A total eclipse is not visible from all parts of the world, but only from that small part on which the shadow of the moon falls, and as the earth travels, this shadow, which is really a round spot, passes along, making a dark band. In this band astronomers choose the best observatories, and there they take up their stations. The dark body of the moon first appears to cut a little piece out of the side of the sun, and as it sails on, gradually blotting out more and more, eager telescopes follow it; at last it covers up the whole sun, and then a marvellous spectacle appears, for all round the edges of the black moon are seen glorious red streamers and arches and filaments of marvellous shapes, continually changing. These are thrown against a background of pale green light that surrounds the black moon and the hidden sun. In early days astronomers thought these wonderful coloured streamers belonged to the moon; but it was soon proved that they really are part of the sun, and are only invisible at ordinary times, because our atmosphere is too bright to allow them to be seen. An instrument has now been invented to cut off most of the light of the sun, and when this is attached to a telescope these prominences, as they are called, can be seen at any time, so that there is no need to wait for an eclipse.

What are these marvellous streamers and filaments? They are what they seem, eruptions of fiery matter discharged from the ever-palpitating sun thousands of miles into surrounding space. They are for ever shooting out and bursting and falling back, fireworks on a scale too enormous for us to conceive. Some of these brilliant flames extend for three hundred thousand miles, so that in comparison with one of them the whole world would be but a tiny ball, and this is going on day and night without cessation. Look at the picture where the artist has made a little black ball to represent the earth as she would appear if she could be seen in the midst of the flames shooting out from the sun. Do not make a mistake and think the earth really could be in this position; she is only shown there so that you may see how tiny she is in comparison with the sun. All the time you have lived and your father, and grandfather, and right back to the beginnings of English history, and far, far further into the dim ages, this stupendous exhibition of energy and power has continued, and only of late years has anyone known anything about it; even now a mere handful of people do know, and the rest, who are warmed and fed and kept alive by the gracious beams of this great revolving glowing fireball, never give it a thought.

- Recorded information

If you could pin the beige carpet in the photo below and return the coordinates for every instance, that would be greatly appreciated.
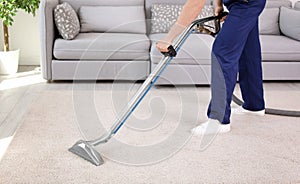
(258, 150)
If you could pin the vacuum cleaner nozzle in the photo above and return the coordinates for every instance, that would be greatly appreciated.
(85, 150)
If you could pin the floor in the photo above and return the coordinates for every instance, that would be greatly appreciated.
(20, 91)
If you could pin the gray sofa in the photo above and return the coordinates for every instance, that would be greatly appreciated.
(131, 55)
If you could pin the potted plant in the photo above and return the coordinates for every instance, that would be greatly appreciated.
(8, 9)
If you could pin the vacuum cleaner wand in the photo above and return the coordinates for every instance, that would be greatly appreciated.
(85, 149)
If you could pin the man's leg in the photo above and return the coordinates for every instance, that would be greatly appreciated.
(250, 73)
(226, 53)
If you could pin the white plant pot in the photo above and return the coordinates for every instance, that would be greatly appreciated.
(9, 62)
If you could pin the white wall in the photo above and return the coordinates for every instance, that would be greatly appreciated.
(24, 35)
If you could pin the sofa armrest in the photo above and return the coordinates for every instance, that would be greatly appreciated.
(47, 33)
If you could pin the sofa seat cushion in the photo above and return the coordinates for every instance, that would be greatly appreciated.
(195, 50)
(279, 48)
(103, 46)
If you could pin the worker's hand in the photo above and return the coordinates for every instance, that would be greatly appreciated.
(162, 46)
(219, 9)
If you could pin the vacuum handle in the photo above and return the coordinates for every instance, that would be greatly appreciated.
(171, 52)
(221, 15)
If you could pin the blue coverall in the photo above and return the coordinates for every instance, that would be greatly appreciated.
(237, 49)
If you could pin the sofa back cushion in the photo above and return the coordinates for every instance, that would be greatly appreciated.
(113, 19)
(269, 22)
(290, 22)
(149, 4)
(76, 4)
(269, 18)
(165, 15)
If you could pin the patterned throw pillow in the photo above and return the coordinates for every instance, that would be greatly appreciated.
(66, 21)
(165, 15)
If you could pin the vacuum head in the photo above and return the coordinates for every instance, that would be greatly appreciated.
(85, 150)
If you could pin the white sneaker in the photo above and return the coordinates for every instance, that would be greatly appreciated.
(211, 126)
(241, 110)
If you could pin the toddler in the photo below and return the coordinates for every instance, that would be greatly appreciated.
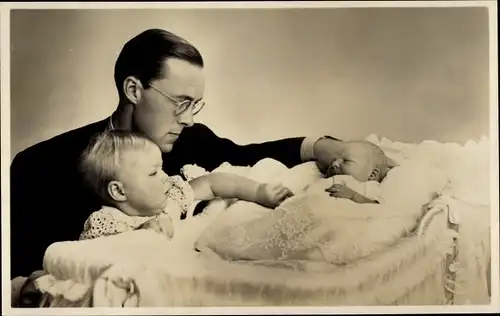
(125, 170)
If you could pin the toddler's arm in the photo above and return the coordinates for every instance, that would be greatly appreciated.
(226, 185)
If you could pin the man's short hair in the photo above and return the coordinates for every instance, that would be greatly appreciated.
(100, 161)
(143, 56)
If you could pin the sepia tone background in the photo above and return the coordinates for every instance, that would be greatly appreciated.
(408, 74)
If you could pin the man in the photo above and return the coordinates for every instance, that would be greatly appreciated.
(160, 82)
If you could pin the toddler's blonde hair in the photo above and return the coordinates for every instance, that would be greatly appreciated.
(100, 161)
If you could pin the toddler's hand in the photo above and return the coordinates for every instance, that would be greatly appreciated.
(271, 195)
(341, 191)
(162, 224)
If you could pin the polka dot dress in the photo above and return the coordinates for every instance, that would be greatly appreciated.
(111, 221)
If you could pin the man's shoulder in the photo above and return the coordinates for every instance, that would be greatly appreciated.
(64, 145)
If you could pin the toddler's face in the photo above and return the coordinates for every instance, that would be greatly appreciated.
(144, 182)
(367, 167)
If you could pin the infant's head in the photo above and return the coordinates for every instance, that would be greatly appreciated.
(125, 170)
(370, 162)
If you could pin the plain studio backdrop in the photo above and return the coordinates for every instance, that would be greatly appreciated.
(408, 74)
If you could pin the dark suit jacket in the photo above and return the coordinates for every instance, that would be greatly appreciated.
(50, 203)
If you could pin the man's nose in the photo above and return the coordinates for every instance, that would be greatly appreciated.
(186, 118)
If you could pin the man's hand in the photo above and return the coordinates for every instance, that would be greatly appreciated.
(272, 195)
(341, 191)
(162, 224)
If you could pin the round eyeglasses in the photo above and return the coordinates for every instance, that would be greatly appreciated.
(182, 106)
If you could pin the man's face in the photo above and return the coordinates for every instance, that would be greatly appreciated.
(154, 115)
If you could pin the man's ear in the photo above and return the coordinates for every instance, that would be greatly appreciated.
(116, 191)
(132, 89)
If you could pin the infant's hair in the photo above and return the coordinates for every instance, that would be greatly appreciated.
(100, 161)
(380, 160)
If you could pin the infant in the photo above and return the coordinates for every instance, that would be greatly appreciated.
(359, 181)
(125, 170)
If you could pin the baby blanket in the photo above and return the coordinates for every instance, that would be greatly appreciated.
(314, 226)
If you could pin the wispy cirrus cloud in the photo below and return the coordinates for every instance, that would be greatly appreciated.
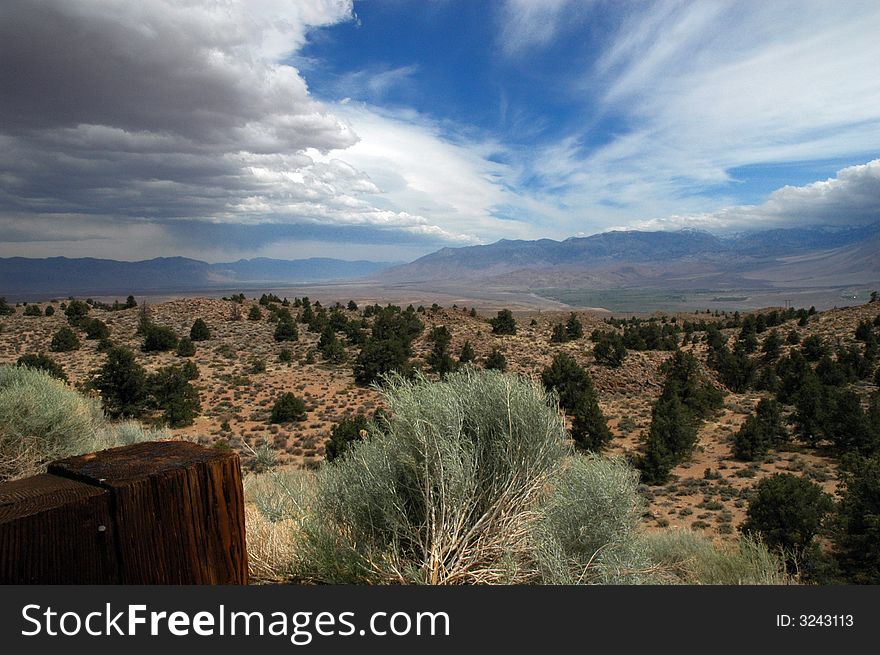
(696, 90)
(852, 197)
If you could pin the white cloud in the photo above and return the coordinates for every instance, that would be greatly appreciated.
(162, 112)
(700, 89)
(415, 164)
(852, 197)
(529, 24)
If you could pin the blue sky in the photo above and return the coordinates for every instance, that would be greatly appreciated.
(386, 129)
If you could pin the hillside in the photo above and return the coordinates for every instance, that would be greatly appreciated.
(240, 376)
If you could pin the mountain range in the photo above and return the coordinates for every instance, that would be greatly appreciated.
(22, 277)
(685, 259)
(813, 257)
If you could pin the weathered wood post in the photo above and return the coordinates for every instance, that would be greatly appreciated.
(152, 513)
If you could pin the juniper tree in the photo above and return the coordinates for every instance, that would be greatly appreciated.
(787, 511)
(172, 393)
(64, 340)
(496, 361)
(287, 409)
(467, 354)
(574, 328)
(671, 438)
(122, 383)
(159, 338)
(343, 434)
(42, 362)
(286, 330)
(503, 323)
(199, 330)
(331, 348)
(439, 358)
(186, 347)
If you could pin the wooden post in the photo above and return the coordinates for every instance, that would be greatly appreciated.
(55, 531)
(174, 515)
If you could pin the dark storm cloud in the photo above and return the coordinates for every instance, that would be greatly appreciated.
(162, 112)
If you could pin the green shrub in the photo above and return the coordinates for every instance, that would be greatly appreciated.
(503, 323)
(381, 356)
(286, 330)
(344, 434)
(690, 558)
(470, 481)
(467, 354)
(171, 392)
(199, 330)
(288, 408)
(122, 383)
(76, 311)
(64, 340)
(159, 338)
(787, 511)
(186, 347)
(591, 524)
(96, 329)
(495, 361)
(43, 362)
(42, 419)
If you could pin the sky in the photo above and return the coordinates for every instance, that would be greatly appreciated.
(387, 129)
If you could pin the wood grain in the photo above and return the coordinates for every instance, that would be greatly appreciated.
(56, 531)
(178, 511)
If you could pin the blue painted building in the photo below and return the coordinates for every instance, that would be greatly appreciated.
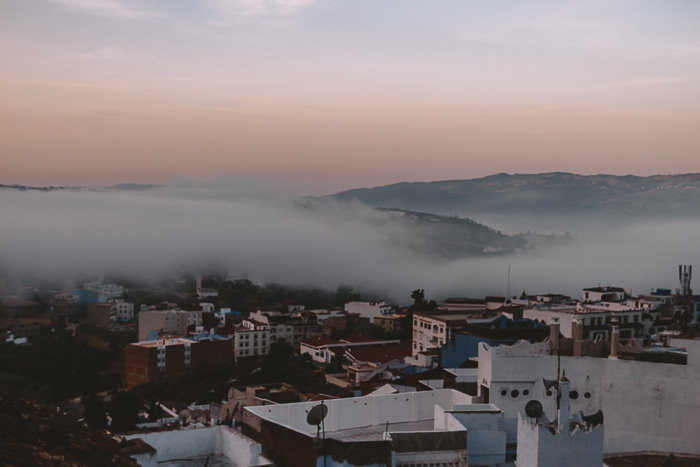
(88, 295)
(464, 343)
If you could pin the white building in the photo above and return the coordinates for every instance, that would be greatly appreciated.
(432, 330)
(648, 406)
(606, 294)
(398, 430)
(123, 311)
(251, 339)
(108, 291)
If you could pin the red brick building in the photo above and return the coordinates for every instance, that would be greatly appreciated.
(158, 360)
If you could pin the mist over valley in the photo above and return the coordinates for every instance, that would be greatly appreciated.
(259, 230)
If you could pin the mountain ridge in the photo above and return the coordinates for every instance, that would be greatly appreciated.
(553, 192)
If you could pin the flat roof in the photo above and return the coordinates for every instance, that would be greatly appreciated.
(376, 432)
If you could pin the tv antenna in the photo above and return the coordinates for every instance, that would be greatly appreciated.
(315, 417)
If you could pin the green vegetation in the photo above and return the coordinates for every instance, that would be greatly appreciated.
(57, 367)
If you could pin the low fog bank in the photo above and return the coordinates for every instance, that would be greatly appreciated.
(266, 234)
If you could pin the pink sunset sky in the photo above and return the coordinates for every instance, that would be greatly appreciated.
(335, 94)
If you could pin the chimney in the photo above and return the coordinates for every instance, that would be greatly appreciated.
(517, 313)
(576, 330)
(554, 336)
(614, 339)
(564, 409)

- Task requirements
Can you extract the whole eclipse passage, word for word? The entries have no connection to the eclipse passage.

- Written answer
A total eclipse is not visible from all parts of the world, but only from that small part on which the shadow of the moon falls, and as the earth travels, this shadow, which is really a round spot, passes along, making a dark band. In this band astronomers choose the best observatories, and there they take up their stations. The dark body of the moon first appears to cut a little piece out of the side of the sun, and as it sails on, gradually blotting out more and more, eager telescopes follow it; at last it covers up the whole sun, and then a marvellous spectacle appears, for all round the edges of the black moon are seen glorious red streamers and arches and filaments of marvellous shapes, continually changing. These are thrown against a background of pale green light that surrounds the black moon and the hidden sun. In early days astronomers thought these wonderful coloured streamers belonged to the moon; but it was soon proved that they really are part of the sun, and are only invisible at ordinary times, because our atmosphere is too bright to allow them to be seen. An instrument has now been invented to cut off most of the light of the sun, and when this is attached to a telescope these prominences, as they are called, can be seen at any time, so that there is no need to wait for an eclipse.

What are these marvellous streamers and filaments? They are what they seem, eruptions of fiery matter discharged from the ever-palpitating sun thousands of miles into surrounding space. They are for ever shooting out and bursting and falling back, fireworks on a scale too enormous for us to conceive. Some of these brilliant flames extend for three hundred thousand miles, so that in comparison with one of them the whole world would be but a tiny ball, and this is going on day and night without cessation. Look at the picture where the artist has made a little black ball to represent the earth as she would appear if she could be seen in the midst of the flames shooting out from the sun. Do not make a mistake and think the earth really could be in this position; she is only shown there so that you may see how tiny she is in comparison with the sun. All the time you have lived and your father, and grandfather, and right back to the beginnings of English history, and far, far further into the dim ages, this stupendous exhibition of energy and power has continued, and only of late years has anyone known anything about it; even now a mere handful of people do know, and the rest, who are warmed and fed and kept alive by the gracious beams of this great revolving glowing fireball, never give it a thought.